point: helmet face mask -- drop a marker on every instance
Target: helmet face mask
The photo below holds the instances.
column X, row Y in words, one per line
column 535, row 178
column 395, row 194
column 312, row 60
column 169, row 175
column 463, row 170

(WHAT YOU HAVE TO DO): Copy out the lines above word for word, making no changes of any kind.

(TASK SOLUTION):
point: helmet face mask -- drop a marker on every instance
Target: helmet face mask
The photo below holds the instances.
column X, row Y in words, one per line
column 535, row 178
column 395, row 194
column 312, row 60
column 169, row 175
column 463, row 170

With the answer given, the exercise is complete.